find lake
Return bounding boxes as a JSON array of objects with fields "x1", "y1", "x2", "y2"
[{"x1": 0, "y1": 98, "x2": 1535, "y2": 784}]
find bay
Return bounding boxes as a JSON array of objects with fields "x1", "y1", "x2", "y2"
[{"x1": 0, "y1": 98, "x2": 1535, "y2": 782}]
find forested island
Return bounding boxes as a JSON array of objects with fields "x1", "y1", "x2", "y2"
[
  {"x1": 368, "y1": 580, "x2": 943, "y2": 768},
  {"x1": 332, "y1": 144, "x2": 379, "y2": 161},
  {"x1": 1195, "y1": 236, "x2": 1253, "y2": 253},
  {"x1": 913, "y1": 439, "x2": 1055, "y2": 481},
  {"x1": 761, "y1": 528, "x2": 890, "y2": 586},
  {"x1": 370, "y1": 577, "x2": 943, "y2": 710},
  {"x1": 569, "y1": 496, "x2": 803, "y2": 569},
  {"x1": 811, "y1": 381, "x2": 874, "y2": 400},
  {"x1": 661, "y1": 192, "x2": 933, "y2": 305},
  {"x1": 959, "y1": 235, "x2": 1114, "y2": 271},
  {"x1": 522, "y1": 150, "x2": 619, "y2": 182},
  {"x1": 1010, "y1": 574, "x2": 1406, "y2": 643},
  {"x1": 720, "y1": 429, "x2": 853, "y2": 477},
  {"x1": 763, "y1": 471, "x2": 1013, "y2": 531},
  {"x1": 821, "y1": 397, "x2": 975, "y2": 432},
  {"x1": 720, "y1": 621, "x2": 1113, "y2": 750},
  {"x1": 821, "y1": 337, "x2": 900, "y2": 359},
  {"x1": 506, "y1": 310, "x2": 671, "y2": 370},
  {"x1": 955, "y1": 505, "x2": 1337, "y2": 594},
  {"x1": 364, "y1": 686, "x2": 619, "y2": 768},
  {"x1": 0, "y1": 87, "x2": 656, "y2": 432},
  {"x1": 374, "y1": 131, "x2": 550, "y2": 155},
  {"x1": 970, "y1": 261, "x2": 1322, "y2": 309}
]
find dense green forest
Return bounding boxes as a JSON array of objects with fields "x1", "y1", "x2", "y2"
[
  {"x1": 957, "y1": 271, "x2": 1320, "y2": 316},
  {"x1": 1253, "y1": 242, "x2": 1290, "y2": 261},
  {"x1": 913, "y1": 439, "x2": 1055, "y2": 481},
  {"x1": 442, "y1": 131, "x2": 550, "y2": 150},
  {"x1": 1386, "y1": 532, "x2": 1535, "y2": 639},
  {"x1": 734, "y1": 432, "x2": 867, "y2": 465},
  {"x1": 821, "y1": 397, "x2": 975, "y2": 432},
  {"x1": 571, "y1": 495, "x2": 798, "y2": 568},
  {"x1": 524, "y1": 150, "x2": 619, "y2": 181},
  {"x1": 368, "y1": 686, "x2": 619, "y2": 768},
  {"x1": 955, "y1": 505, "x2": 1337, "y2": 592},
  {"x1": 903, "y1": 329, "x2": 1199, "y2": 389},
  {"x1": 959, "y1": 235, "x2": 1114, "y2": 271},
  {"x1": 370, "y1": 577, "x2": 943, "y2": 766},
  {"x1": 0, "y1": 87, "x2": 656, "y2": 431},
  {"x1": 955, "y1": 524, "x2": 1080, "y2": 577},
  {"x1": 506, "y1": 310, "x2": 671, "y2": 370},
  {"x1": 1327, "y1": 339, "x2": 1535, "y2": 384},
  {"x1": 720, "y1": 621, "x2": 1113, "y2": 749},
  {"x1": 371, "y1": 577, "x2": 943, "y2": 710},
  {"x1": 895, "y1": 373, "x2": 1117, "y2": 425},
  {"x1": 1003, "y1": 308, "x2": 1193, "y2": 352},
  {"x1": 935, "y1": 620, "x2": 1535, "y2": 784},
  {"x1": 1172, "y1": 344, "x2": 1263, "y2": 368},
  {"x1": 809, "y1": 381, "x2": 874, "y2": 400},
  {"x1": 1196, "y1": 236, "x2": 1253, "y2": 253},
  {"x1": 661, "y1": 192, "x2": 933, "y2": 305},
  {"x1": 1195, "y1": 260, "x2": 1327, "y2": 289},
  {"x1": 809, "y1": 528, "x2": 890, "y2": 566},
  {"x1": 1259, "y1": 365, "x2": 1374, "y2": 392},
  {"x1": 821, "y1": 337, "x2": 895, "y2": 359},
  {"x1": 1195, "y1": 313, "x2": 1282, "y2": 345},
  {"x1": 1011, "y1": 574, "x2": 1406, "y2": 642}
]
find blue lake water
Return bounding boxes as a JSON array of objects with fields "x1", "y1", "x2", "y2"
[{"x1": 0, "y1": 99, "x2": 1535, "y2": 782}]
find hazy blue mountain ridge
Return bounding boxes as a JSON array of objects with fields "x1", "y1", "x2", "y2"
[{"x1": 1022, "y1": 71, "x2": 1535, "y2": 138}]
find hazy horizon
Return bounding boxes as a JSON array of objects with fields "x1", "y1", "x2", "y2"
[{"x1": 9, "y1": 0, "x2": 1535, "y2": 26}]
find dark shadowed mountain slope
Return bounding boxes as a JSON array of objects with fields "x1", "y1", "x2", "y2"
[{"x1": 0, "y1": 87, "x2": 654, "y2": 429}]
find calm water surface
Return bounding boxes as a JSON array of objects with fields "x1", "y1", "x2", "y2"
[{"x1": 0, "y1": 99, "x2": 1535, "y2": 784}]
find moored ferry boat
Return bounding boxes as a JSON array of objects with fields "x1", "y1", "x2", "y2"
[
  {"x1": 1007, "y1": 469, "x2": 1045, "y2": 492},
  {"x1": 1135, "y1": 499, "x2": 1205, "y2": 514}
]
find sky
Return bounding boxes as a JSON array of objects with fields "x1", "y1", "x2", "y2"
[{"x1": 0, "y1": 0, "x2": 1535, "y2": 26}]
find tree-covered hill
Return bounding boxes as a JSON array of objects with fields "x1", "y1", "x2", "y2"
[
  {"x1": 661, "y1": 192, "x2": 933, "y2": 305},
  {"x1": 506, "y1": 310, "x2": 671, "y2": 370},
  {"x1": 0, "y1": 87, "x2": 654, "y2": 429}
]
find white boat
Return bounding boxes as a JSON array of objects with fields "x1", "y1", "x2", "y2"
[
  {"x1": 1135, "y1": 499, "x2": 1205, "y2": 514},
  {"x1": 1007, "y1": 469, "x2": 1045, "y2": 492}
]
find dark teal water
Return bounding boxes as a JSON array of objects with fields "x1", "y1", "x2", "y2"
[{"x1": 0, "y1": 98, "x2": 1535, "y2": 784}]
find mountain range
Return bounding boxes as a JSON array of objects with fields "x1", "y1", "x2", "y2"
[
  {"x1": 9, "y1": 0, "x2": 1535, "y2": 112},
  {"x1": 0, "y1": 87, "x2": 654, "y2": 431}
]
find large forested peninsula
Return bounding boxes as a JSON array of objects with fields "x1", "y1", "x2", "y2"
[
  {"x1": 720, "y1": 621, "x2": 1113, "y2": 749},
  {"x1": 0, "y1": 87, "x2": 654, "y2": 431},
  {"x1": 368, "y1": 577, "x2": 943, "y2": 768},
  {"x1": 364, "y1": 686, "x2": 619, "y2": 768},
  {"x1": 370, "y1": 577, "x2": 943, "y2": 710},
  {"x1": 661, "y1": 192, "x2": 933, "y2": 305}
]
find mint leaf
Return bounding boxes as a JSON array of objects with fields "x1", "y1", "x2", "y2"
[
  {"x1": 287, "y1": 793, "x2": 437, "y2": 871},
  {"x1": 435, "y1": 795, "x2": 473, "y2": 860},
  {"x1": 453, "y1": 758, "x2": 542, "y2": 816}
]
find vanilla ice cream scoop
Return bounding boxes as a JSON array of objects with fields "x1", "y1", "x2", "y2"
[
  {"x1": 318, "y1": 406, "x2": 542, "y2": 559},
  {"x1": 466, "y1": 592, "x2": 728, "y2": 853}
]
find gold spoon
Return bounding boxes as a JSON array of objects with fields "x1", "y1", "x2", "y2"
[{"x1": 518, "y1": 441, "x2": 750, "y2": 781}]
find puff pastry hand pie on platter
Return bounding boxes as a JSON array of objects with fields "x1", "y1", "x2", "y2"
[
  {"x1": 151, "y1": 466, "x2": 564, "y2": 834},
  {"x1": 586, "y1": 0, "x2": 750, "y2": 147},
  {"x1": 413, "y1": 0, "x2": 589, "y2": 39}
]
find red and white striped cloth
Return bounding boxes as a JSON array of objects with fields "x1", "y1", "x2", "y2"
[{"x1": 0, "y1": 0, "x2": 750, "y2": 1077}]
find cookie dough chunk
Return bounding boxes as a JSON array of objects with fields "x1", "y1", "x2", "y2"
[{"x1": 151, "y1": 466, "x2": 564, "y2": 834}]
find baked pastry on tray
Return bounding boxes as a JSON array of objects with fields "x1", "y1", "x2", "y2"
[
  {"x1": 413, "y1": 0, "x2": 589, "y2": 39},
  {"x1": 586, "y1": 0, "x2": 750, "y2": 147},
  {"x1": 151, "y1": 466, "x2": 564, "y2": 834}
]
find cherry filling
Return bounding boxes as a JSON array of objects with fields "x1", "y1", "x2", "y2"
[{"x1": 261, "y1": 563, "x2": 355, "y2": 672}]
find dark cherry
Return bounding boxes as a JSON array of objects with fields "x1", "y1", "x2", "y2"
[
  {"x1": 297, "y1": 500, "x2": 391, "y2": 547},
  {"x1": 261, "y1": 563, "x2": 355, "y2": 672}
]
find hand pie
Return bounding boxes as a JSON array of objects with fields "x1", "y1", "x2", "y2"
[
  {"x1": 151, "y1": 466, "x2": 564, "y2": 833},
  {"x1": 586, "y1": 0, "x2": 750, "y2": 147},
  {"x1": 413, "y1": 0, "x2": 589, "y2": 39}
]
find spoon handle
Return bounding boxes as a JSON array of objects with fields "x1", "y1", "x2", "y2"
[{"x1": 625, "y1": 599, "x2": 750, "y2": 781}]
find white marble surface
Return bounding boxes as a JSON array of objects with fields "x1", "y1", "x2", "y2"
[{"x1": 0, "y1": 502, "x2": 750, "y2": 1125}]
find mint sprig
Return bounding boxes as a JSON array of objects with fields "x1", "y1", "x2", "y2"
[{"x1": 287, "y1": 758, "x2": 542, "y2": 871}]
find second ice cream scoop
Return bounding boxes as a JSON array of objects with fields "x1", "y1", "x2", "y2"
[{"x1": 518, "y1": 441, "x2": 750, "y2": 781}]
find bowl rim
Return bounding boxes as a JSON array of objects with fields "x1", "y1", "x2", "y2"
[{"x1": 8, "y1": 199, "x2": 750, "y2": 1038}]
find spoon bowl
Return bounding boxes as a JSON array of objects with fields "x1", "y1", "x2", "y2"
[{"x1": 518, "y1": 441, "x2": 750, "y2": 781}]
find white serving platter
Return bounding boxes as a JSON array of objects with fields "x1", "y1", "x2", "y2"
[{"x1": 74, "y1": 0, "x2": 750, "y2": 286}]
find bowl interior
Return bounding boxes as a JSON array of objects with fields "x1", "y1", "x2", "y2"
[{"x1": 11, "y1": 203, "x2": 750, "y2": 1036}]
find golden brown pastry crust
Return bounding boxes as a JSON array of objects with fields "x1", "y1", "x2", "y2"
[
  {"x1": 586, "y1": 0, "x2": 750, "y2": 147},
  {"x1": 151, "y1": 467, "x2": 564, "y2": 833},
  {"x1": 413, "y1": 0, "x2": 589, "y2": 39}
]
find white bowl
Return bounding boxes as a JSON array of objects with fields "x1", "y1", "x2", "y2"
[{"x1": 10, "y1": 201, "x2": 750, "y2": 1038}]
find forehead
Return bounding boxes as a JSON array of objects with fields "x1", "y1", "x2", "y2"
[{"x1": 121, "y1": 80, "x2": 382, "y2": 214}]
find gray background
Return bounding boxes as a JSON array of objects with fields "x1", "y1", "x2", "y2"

Aim
Pull out every line of the records containing the word "spoon", matching its case exactly.

Solution to this exercise
find gold spoon
find spoon handle
find spoon bowl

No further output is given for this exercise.